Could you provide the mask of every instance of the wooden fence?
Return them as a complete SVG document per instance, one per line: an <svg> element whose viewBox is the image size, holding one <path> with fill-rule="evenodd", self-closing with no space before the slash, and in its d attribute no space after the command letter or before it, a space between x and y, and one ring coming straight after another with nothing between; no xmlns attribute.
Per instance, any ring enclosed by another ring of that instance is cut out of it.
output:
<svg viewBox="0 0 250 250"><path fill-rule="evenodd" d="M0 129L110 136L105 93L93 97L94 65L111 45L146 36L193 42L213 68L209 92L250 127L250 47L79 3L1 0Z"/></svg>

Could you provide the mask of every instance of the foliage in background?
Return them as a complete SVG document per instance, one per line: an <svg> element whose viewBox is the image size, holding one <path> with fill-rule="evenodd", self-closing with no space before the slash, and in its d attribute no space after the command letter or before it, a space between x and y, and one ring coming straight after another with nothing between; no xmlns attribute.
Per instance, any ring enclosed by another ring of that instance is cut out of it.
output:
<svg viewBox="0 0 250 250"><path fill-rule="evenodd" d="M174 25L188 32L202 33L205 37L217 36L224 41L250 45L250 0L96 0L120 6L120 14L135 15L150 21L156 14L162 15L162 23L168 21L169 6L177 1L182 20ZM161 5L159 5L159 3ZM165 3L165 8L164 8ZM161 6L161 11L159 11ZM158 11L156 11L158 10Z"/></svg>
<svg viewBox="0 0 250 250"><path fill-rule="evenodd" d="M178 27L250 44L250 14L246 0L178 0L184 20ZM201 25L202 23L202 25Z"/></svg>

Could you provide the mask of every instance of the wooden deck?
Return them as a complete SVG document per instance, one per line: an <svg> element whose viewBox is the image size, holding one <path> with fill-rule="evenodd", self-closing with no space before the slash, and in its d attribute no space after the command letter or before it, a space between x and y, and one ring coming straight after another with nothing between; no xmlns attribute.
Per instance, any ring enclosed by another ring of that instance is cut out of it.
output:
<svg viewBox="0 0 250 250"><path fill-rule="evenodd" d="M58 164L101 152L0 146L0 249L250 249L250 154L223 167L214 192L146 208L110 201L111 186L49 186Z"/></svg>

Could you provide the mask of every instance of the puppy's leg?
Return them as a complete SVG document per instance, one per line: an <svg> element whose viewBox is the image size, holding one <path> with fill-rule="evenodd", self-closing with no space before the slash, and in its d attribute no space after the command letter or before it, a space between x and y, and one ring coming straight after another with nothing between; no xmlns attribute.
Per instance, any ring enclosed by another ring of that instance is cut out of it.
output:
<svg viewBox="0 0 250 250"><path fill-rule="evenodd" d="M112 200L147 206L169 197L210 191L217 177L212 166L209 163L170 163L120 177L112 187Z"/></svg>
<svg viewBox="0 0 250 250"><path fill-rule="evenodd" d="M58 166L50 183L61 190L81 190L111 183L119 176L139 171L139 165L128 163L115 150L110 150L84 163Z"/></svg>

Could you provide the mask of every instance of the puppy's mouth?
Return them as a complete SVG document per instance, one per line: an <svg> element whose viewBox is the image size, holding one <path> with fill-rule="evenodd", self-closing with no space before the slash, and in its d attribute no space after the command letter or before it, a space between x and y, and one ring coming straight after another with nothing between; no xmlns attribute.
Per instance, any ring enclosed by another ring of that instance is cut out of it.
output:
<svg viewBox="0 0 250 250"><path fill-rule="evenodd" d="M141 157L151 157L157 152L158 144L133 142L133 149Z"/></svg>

───

▶ _What you are asked to do_
Give back every one of the lines above, character for character, with nothing changed.

▶ _Response below_
Could you provide the mask of every instance of the wooden fence?
Return them as a complete SVG document per instance, one per line: an <svg> element whose viewBox is the image size, holding one <path> with fill-rule="evenodd", self-closing with no space before the slash, and in its d attribute no space after the command letter or before it, a space between x and y, and one ring coming straight after another with nothing between; no xmlns attribute.
Per instance, any ring enclosed by another ring of that instance is cut out of it.
output:
<svg viewBox="0 0 250 250"><path fill-rule="evenodd" d="M0 129L110 136L105 93L93 97L94 65L111 45L146 36L193 42L213 68L209 92L250 127L250 47L79 3L1 0Z"/></svg>

Could you provide the mask of every instance of the foliage in background?
Return them as a complete SVG document per instance, one per line: an <svg> element whose viewBox is the image size, holding one <path> with fill-rule="evenodd", self-closing with no space before the slash, and in its d attribute no space after the command letter or before it, a space between x and y, and one ring coming straight after another with nothing between; no xmlns attribute.
Per instance, any ring enclosed by another ring of that instance is cut out of it.
output:
<svg viewBox="0 0 250 250"><path fill-rule="evenodd" d="M174 25L188 32L202 33L205 37L217 36L224 41L250 45L250 0L96 0L120 6L120 14L135 15L150 21L156 14L162 15L162 23L168 21L169 6L177 1L182 20ZM161 5L159 5L159 3ZM165 3L165 8L164 8ZM161 6L161 11L159 11ZM158 11L156 11L158 10Z"/></svg>
<svg viewBox="0 0 250 250"><path fill-rule="evenodd" d="M178 27L250 44L250 14L246 0L178 0L184 20ZM201 25L202 23L202 25Z"/></svg>

Could you provide the mask of every instance of the wooden deck?
Return them as a complete SVG document per instance, one per line: an <svg> element whose viewBox is the image size, holding one <path> with fill-rule="evenodd", self-closing with no space before the slash, and in its d attribute no space after the command letter or before it, a space between x and y, and one ring coming straight after another with nothing between; no xmlns attribute.
Per instance, any ring enclosed by another ring of that instance is cut out of it.
output:
<svg viewBox="0 0 250 250"><path fill-rule="evenodd" d="M58 164L101 152L0 146L0 249L250 249L250 154L223 167L214 192L146 208L110 201L111 186L49 186Z"/></svg>

Could you provide the mask of every instance of the puppy's leg?
Return them as a complete SVG document per instance, one per line: an <svg> element whose viewBox is the image size, holding one <path> with fill-rule="evenodd", self-closing with no space before the slash, and in its d attribute no space after the command letter or before it, a space between x and y, and one ring coming straight after another with nothing between; no xmlns attribute.
Per instance, any ring enclosed by another ring of that instance is cut out of it.
output:
<svg viewBox="0 0 250 250"><path fill-rule="evenodd" d="M112 200L147 206L169 197L210 191L217 177L212 166L209 163L170 163L120 177L112 187Z"/></svg>
<svg viewBox="0 0 250 250"><path fill-rule="evenodd" d="M58 166L50 183L61 190L81 190L111 183L119 176L139 171L139 165L128 163L115 150L110 150L84 163Z"/></svg>

Could you provide the mask of every instance of the puppy's mouth?
Return them as a complete SVG document per instance, one per line: an <svg> element whose viewBox is the image size, holding one <path> with fill-rule="evenodd", self-closing with no space before the slash, and in its d attribute no space after the command letter or before it, a space between x and y, and one ring coming straight after another with nothing between; no xmlns attribute.
Per instance, any ring enclosed by another ring of that instance is cut out of it.
output:
<svg viewBox="0 0 250 250"><path fill-rule="evenodd" d="M141 157L151 157L157 152L158 144L133 142L133 149Z"/></svg>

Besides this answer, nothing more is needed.